- [Records for this task]
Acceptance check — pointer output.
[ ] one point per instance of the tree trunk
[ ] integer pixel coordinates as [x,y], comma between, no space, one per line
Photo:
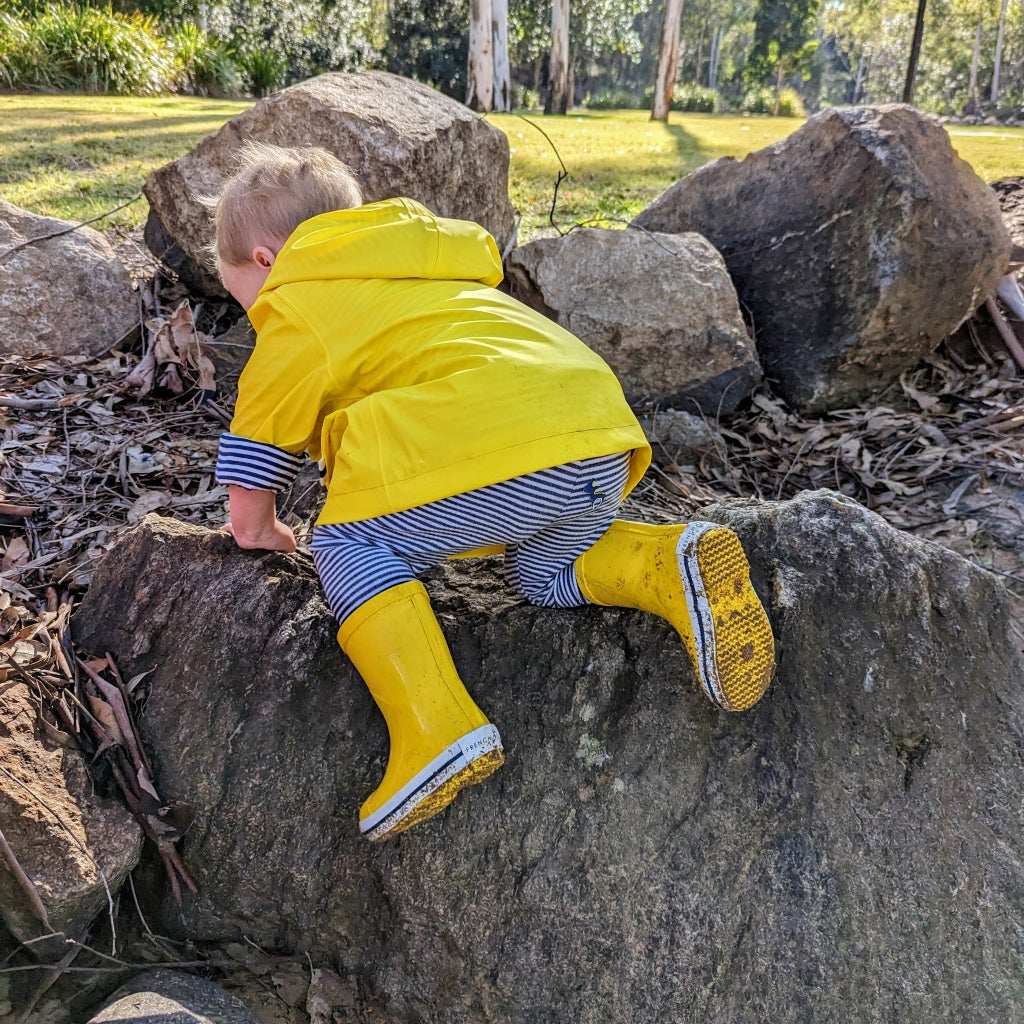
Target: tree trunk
[972,89]
[668,60]
[503,75]
[480,87]
[911,68]
[716,56]
[558,69]
[858,85]
[998,52]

- [Requirements] Copy out all of the records above line for line, leaving the pictures out of your answer.

- [Full output]
Acceptance check — pointer output.
[ ] one point per instance of the tree trunk
[ ] integer pixel coordinates as [x,y], comma between, no space, one per line
Photo:
Target: tree trunk
[972,89]
[668,60]
[503,75]
[480,87]
[911,68]
[716,56]
[558,69]
[858,85]
[998,52]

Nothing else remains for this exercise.